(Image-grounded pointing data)
******

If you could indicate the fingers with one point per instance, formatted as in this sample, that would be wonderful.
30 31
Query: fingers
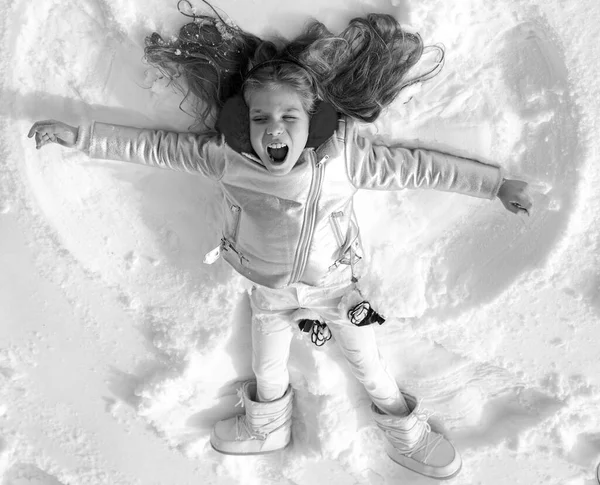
42 126
42 139
52 131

******

▶ REQUIREMENT: Text only, no pictures: copy every entry exactly.

▶ ANSWER BOX:
If you could indicate the fingers with one point per instance, formatted as in this sample, that would be wonderful.
30 31
Query: fingers
42 126
42 139
52 131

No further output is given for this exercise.